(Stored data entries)
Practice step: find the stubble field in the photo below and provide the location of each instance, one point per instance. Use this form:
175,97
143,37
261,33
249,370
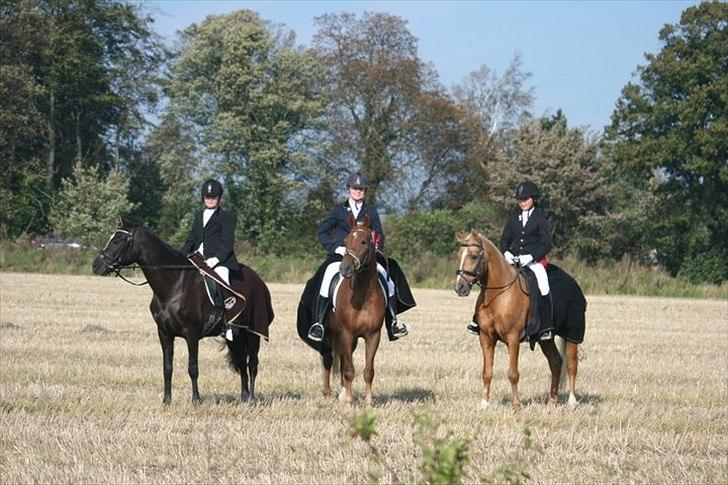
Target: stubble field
81,390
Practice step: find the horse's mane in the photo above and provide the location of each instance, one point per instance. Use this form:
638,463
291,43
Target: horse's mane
173,254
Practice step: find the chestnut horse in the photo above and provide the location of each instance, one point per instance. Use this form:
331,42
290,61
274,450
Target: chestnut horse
501,312
359,312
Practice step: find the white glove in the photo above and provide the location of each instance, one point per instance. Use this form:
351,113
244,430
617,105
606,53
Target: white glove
524,259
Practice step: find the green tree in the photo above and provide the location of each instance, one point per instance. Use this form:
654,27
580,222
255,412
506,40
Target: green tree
669,136
565,164
249,95
88,207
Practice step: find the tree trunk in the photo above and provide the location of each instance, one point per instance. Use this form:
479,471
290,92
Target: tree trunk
78,137
51,139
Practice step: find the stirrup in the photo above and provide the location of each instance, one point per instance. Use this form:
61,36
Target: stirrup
316,332
399,329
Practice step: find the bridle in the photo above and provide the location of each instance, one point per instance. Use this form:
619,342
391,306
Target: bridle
475,276
479,273
114,263
359,263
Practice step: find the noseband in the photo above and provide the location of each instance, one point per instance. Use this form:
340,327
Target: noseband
473,278
114,263
359,262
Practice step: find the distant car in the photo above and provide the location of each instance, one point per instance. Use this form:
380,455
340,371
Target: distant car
55,242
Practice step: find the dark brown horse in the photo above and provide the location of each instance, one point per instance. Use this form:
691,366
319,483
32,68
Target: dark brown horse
501,312
180,305
359,312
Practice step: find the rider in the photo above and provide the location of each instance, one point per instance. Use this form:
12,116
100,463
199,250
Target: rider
212,236
526,241
331,234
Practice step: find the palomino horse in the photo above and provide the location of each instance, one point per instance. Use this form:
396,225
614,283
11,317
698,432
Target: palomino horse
180,304
501,312
359,312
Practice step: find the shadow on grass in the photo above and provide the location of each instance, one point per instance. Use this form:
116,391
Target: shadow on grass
408,395
261,399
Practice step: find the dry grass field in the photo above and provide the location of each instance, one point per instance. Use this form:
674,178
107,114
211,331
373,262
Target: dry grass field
81,391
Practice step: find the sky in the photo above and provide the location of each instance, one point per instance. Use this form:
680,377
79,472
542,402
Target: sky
580,54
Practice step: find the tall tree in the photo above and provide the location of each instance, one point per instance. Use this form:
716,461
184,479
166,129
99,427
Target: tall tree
248,94
671,124
375,81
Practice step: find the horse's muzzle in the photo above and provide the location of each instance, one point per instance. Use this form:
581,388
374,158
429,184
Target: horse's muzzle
462,289
100,267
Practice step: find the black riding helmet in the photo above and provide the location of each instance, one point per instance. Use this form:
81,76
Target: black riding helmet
357,179
211,188
526,190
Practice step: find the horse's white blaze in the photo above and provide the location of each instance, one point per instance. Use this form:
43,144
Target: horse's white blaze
462,262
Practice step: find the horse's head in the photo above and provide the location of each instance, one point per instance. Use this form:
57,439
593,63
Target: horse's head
119,252
473,263
359,247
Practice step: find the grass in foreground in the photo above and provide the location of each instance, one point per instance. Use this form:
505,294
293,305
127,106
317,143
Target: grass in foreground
81,389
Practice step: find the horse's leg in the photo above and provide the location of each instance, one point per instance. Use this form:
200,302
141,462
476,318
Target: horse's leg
513,349
346,341
572,357
193,345
548,347
167,341
327,360
487,345
371,343
253,342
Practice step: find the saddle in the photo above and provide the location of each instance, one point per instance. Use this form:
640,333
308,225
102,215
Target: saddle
232,295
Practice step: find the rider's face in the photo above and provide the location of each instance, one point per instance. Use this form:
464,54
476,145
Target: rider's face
525,204
357,193
211,202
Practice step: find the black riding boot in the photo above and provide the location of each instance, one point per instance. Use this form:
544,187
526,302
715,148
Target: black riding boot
316,332
395,329
547,318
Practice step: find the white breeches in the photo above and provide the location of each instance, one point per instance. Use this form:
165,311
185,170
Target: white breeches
333,268
541,278
223,272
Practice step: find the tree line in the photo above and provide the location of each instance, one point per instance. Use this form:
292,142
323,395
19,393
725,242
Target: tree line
99,117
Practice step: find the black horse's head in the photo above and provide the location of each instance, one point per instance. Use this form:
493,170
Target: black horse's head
119,252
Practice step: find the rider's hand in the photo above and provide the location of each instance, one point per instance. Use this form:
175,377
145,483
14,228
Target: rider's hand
524,259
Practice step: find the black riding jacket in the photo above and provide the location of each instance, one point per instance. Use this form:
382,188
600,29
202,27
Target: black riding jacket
534,238
217,236
335,227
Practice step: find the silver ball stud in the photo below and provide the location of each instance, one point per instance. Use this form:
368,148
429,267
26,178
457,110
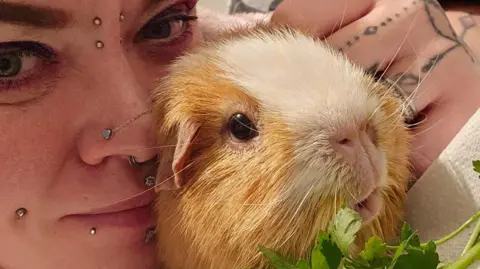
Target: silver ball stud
21,212
107,134
97,21
150,234
149,181
132,161
100,44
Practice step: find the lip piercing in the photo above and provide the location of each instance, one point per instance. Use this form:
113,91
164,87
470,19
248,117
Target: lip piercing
21,212
100,44
150,234
149,181
97,21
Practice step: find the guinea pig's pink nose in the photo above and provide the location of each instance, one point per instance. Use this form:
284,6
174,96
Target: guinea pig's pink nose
353,144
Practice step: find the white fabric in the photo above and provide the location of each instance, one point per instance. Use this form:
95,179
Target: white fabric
446,195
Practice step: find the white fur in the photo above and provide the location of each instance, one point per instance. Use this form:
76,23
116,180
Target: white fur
329,94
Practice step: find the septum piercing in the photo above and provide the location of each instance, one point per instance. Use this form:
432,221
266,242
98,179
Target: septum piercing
21,212
107,134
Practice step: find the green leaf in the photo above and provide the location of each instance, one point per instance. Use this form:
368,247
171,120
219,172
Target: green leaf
277,260
476,166
302,264
406,233
374,248
332,252
319,261
426,258
344,227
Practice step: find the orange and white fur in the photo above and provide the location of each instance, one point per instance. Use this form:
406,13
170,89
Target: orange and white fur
326,131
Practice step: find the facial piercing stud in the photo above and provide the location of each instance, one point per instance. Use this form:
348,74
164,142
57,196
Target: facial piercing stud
21,212
132,161
149,181
97,21
150,235
100,44
107,134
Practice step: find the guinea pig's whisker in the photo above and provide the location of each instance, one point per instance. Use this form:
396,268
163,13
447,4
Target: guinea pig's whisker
149,189
295,214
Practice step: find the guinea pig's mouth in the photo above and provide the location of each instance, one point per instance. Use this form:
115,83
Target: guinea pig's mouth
369,208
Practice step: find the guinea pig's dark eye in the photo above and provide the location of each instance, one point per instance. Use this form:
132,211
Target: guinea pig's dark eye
242,128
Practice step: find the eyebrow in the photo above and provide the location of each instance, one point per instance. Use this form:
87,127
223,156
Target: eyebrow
28,15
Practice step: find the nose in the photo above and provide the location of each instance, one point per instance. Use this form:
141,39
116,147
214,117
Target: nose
353,143
121,125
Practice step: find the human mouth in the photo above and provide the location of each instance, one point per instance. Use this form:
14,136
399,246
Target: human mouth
131,213
369,207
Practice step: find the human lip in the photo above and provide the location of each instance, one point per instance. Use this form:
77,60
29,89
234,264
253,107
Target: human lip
131,212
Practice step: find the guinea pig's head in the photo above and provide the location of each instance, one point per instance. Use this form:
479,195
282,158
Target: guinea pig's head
269,132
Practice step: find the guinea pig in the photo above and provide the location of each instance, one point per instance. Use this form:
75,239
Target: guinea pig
266,132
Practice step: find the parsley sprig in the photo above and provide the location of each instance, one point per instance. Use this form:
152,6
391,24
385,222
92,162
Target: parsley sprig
331,248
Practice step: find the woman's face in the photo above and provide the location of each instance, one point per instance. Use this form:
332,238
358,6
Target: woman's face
58,92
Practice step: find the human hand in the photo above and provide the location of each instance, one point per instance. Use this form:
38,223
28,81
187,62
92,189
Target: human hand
412,43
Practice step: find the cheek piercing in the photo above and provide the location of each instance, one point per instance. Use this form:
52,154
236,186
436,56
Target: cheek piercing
149,181
100,44
21,212
97,21
150,234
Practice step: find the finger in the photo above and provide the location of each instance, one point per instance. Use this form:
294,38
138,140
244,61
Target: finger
394,29
408,39
320,17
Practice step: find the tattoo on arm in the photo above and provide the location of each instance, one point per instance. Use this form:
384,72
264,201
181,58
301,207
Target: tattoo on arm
433,10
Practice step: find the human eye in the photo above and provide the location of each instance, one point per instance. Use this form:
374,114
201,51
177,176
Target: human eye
169,27
22,62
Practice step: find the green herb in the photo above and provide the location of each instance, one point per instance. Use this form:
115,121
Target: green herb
331,248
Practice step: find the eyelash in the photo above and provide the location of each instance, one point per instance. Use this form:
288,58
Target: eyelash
45,56
25,50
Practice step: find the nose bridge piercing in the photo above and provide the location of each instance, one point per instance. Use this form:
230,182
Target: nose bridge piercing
149,181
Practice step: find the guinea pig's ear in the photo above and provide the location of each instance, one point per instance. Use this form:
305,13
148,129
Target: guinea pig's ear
185,136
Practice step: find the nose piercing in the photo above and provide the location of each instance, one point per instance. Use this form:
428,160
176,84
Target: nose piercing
21,212
132,161
108,133
149,181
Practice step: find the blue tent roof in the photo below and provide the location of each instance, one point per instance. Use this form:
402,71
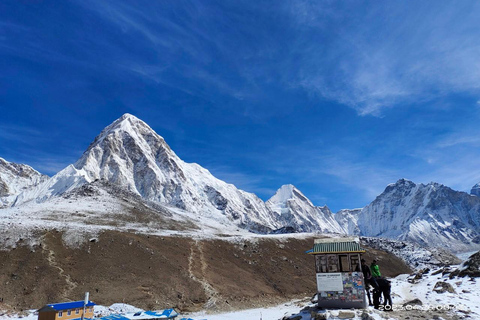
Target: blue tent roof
67,305
161,314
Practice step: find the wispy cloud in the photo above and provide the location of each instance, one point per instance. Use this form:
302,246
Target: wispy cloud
391,53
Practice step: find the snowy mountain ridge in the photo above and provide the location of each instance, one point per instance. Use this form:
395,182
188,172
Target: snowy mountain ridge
294,209
428,214
132,156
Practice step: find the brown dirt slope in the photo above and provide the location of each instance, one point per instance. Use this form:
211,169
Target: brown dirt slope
155,272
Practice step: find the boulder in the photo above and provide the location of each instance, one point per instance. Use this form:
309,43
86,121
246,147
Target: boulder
442,287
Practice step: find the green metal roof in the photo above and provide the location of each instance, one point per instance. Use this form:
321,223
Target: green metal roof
336,247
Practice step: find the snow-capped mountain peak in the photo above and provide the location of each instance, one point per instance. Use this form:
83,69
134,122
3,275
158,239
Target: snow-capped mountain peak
425,213
297,211
131,155
476,190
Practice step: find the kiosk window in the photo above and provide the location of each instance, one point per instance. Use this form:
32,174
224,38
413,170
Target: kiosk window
344,263
332,263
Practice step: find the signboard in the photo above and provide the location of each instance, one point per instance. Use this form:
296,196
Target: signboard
329,282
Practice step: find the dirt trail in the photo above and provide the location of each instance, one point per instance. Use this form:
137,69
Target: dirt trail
50,254
197,256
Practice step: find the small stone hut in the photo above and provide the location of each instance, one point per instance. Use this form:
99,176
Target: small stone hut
339,275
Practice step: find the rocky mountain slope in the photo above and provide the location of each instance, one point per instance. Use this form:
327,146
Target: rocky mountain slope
430,214
297,211
129,155
15,178
476,190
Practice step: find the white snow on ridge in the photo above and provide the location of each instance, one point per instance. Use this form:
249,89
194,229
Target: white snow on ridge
295,210
15,178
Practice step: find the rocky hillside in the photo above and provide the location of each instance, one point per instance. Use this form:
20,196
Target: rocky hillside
430,214
476,190
129,154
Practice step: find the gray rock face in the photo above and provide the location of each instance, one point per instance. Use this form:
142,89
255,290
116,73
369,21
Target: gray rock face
442,287
469,268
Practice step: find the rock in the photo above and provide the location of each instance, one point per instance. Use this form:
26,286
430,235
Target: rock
441,287
346,314
470,267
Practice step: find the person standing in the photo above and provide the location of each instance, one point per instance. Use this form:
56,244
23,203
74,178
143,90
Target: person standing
367,279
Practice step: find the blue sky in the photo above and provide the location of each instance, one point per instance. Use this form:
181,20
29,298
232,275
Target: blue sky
338,98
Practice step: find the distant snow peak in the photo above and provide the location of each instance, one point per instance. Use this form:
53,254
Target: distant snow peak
430,214
297,212
16,178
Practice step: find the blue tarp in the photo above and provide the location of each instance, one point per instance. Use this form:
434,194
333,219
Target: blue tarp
160,314
69,305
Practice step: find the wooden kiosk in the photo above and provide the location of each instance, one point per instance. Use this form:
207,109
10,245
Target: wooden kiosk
339,275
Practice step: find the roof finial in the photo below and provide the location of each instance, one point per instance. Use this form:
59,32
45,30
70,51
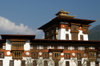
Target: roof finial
62,9
18,33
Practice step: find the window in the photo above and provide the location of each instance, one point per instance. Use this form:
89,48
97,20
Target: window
34,63
67,63
23,63
70,48
92,54
81,48
85,30
60,47
39,47
56,55
1,63
1,54
67,36
17,54
45,63
74,36
88,63
81,37
66,28
79,56
97,63
67,55
34,55
91,47
50,47
45,55
11,63
79,63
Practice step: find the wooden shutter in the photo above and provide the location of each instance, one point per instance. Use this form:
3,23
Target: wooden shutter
11,63
97,63
67,56
1,54
45,63
34,63
78,56
23,63
1,63
45,55
88,63
79,63
66,28
67,36
67,63
81,37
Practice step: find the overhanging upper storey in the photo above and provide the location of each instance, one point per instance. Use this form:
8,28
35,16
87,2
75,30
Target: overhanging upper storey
57,20
66,27
5,36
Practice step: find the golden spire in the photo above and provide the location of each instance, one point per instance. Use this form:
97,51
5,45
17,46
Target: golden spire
63,14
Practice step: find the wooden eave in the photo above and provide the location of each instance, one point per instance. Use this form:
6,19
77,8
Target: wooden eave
64,19
5,36
46,42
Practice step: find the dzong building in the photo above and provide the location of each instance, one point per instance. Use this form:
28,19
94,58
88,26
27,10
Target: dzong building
65,43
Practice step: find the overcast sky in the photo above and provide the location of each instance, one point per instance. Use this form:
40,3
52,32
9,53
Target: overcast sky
25,16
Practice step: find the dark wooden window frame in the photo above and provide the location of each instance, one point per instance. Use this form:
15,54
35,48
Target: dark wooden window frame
45,55
67,55
1,54
11,63
34,55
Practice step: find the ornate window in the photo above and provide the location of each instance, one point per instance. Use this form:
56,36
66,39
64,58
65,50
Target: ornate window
34,55
92,56
56,55
88,63
74,28
17,54
81,48
66,28
17,46
70,48
60,47
67,63
81,37
79,56
85,29
1,63
1,54
97,63
45,55
11,63
45,63
67,36
23,63
34,63
40,47
74,36
67,55
79,63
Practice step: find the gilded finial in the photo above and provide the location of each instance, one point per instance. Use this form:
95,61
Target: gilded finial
18,33
62,9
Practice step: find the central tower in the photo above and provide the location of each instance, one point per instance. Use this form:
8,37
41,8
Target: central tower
66,27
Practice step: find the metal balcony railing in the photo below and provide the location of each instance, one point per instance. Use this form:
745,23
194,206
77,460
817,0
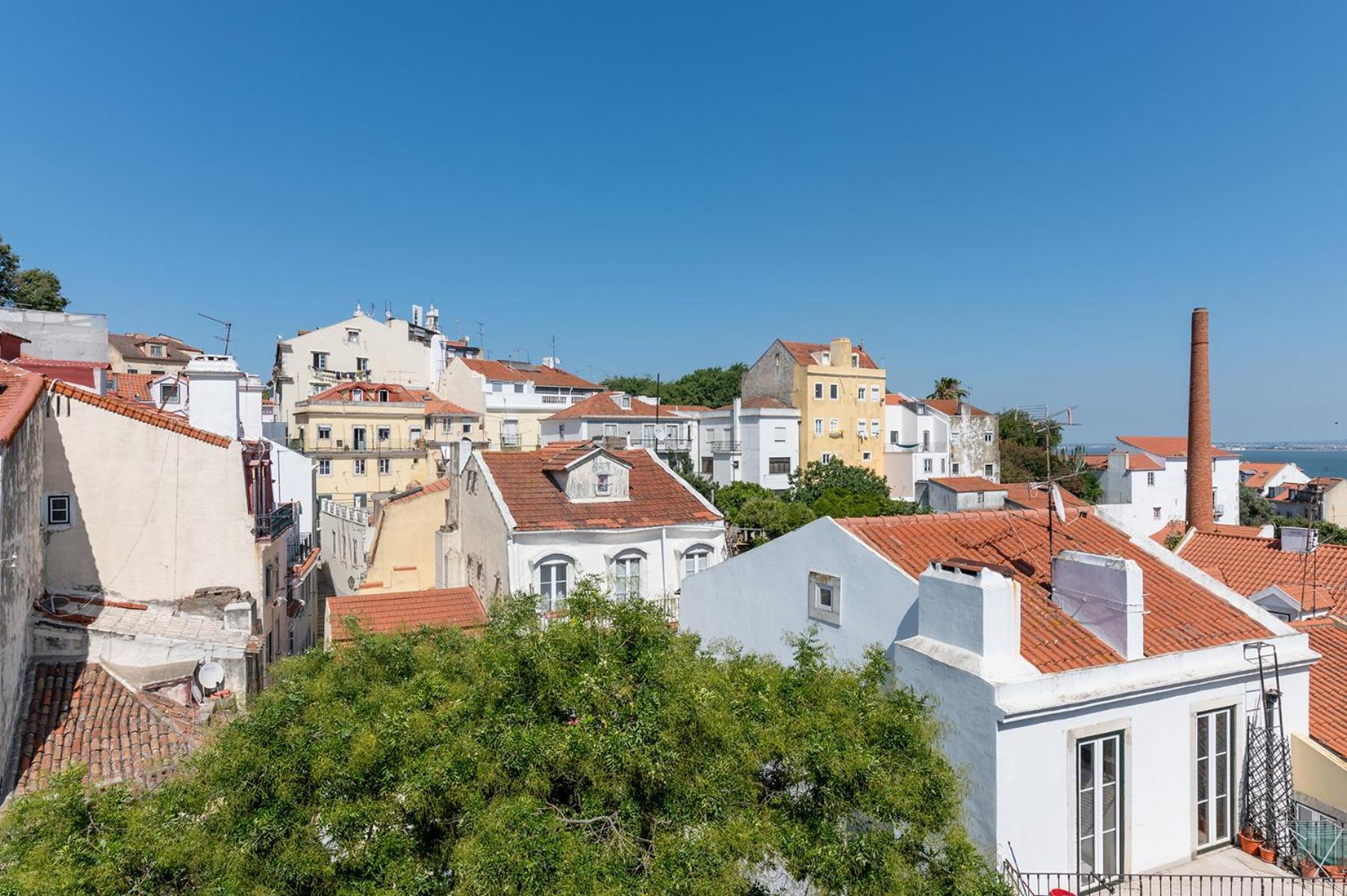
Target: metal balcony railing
270,526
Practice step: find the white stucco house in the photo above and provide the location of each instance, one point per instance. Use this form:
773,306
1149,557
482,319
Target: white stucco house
755,440
1145,482
1085,694
539,520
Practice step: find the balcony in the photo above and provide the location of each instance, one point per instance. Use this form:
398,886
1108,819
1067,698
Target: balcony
267,527
370,448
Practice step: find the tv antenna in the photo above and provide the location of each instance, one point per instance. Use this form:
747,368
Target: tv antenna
224,323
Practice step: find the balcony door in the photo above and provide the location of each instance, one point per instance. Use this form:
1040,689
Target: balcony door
1099,806
1214,775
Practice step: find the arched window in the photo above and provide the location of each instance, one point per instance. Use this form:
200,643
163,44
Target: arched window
626,574
695,559
554,576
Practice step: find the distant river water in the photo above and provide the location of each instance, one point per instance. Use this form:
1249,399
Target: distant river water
1312,462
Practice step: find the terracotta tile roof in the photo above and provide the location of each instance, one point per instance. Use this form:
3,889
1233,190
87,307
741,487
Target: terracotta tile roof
759,402
968,484
1030,497
656,496
1249,564
343,393
1182,615
407,611
1167,445
19,391
1260,473
137,413
950,407
1328,682
536,373
77,713
806,353
440,407
128,345
1136,461
605,405
438,485
134,387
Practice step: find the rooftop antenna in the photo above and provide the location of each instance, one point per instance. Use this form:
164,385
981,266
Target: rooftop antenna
1045,420
224,323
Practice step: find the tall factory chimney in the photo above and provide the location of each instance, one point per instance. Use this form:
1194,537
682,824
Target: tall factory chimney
1199,500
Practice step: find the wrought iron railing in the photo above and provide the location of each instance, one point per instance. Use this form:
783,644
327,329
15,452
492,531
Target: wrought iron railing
1070,884
268,526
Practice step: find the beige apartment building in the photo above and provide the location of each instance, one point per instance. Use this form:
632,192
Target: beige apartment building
364,438
839,391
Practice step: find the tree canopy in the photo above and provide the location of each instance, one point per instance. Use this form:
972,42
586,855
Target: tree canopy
601,755
27,287
708,385
948,388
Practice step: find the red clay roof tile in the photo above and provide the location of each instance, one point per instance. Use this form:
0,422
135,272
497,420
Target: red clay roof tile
1182,615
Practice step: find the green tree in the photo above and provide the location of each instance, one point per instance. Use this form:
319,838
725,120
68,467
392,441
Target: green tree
28,287
948,388
817,477
601,755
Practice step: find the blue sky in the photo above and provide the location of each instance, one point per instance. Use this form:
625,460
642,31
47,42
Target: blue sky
1030,197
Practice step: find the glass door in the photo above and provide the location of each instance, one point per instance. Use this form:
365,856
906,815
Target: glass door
1216,779
1099,807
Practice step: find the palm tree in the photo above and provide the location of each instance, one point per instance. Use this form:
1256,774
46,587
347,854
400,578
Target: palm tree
948,388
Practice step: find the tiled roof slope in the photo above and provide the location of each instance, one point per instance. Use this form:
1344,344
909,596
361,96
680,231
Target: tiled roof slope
405,611
1249,564
1167,445
950,407
539,375
80,715
658,496
1260,473
1180,613
1030,497
139,413
1328,682
968,484
804,353
134,387
128,344
605,406
19,391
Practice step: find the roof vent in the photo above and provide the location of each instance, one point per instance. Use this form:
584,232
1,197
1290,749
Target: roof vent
1298,539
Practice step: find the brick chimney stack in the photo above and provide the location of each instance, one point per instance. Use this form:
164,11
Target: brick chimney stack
1199,502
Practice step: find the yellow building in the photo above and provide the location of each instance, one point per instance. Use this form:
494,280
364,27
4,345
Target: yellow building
365,440
839,393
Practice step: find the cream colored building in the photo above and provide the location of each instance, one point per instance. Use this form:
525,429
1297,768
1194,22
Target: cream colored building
839,391
514,398
364,438
361,349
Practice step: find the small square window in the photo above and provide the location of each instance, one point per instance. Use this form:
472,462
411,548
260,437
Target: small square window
824,599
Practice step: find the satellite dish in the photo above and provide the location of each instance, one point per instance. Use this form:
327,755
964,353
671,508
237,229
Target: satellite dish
1058,507
211,675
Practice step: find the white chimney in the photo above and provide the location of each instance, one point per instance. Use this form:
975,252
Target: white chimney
213,383
977,609
1104,594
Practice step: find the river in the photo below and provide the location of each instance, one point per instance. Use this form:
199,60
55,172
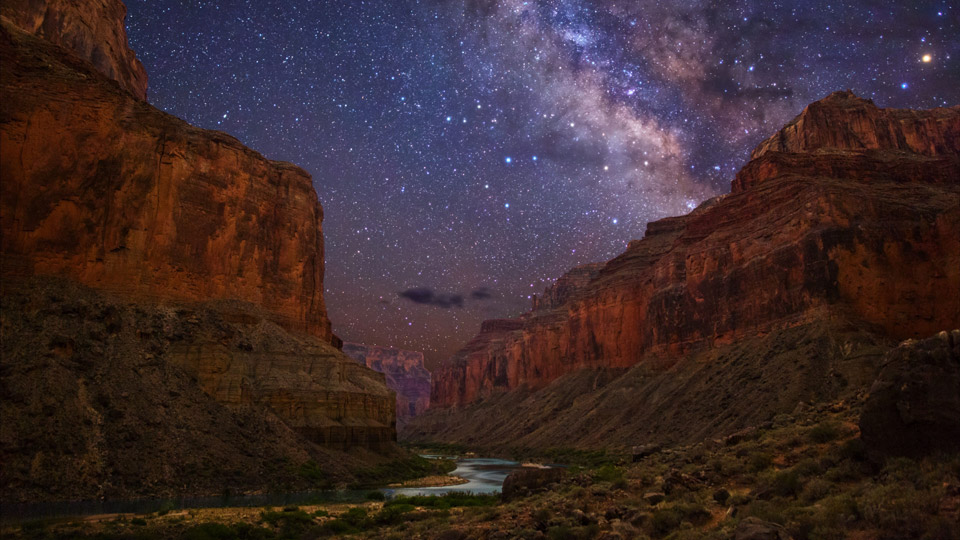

EXERCISE DETAILS
Would you filter the records and copy each line that contains the word "below"?

TASK ANSWER
Practice step: find the stubble field in the photo below and provide the location of each instance, one point per instance. Use this form:
Practice step: find the silver ball stud in the photo below and provide the location of each instance, one point per instance. Use this form:
Practice step: find the blue tent roof in the photo below and provide the location of each instance, one point per instance. Use this form:
Practice step: find the roof finial in the photo below and provide the location of each instance, one point per instance. Use this form:
Practice step: find the metal balcony railing in the photo below and provide the location of each instance, one point per instance. Use this form:
Practice step: find the river in the photo below and provide the location of each instance, one point per instance. Use this form:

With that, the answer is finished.